What you need to do
Please rewrite every item below, swapping "Ground" for "Locate" and leaving everything else unchanged.

Data extract
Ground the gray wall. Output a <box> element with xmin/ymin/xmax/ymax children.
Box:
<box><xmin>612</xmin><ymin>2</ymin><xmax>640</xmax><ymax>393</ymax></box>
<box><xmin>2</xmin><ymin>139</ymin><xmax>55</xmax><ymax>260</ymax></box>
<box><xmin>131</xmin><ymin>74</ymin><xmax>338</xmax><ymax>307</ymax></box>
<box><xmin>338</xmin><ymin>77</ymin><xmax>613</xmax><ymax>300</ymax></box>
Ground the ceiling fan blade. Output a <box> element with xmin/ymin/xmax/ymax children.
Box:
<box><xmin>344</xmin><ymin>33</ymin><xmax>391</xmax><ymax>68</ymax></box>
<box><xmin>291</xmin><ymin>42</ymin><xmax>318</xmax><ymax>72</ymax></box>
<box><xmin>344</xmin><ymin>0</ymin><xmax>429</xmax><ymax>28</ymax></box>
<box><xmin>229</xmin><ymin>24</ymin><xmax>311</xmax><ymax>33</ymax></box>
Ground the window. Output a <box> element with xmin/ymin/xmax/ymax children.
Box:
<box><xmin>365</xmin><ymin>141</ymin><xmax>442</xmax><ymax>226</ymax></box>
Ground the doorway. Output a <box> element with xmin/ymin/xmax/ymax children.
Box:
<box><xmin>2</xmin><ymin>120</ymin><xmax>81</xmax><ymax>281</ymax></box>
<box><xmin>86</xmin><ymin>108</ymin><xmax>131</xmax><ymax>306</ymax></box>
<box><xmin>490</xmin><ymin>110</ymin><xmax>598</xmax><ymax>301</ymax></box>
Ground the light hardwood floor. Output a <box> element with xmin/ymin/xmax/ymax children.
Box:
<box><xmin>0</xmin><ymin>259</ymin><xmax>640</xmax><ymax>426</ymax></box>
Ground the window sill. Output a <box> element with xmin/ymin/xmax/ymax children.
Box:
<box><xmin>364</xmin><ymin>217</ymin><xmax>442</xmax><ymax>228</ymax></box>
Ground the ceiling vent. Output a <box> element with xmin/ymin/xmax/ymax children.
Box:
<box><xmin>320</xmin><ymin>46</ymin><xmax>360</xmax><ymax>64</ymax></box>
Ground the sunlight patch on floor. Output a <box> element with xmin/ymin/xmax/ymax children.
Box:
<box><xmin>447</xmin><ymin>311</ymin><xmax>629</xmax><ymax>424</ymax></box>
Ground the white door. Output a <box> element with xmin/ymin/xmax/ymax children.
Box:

Complete answer
Locate the gray wall. Output a <box> element with xmin/ymin/xmax/ymax children.
Box:
<box><xmin>612</xmin><ymin>2</ymin><xmax>640</xmax><ymax>393</ymax></box>
<box><xmin>2</xmin><ymin>139</ymin><xmax>55</xmax><ymax>260</ymax></box>
<box><xmin>131</xmin><ymin>74</ymin><xmax>338</xmax><ymax>307</ymax></box>
<box><xmin>338</xmin><ymin>77</ymin><xmax>613</xmax><ymax>300</ymax></box>
Locate the ceiling fan blade. Output a <box> element with xmin/ymin/xmax/ymax children.
Box:
<box><xmin>344</xmin><ymin>33</ymin><xmax>391</xmax><ymax>68</ymax></box>
<box><xmin>291</xmin><ymin>42</ymin><xmax>318</xmax><ymax>72</ymax></box>
<box><xmin>344</xmin><ymin>0</ymin><xmax>429</xmax><ymax>28</ymax></box>
<box><xmin>229</xmin><ymin>24</ymin><xmax>311</xmax><ymax>33</ymax></box>
Locate the window. Output a <box> element with xmin/ymin/xmax/ymax children.
Box:
<box><xmin>365</xmin><ymin>141</ymin><xmax>442</xmax><ymax>226</ymax></box>
Locate the doorway. Output a <box> element with xmin/ymin/xmax/ymax children.
Box:
<box><xmin>2</xmin><ymin>120</ymin><xmax>81</xmax><ymax>281</ymax></box>
<box><xmin>86</xmin><ymin>108</ymin><xmax>131</xmax><ymax>306</ymax></box>
<box><xmin>490</xmin><ymin>110</ymin><xmax>598</xmax><ymax>301</ymax></box>
Locate the light hardwood floor. Output a <box> element with xmin/ymin/xmax/ymax children.
Box:
<box><xmin>0</xmin><ymin>259</ymin><xmax>640</xmax><ymax>426</ymax></box>
Locate the window sill. Output a <box> element with xmin/ymin/xmax/ymax children.
Box:
<box><xmin>364</xmin><ymin>217</ymin><xmax>442</xmax><ymax>228</ymax></box>
Locate the ceiling vent. Output a <box> element with xmin/ymin/xmax/ymax children.
Box:
<box><xmin>320</xmin><ymin>46</ymin><xmax>360</xmax><ymax>64</ymax></box>
Locate the sunlight patch on floor. Output a <box> element with xmin/ymin/xmax/ymax children.
Box:
<box><xmin>447</xmin><ymin>311</ymin><xmax>629</xmax><ymax>424</ymax></box>
Locate the white door. Output a <box> element with xmin/ymin/xmax/ymax children.
Box:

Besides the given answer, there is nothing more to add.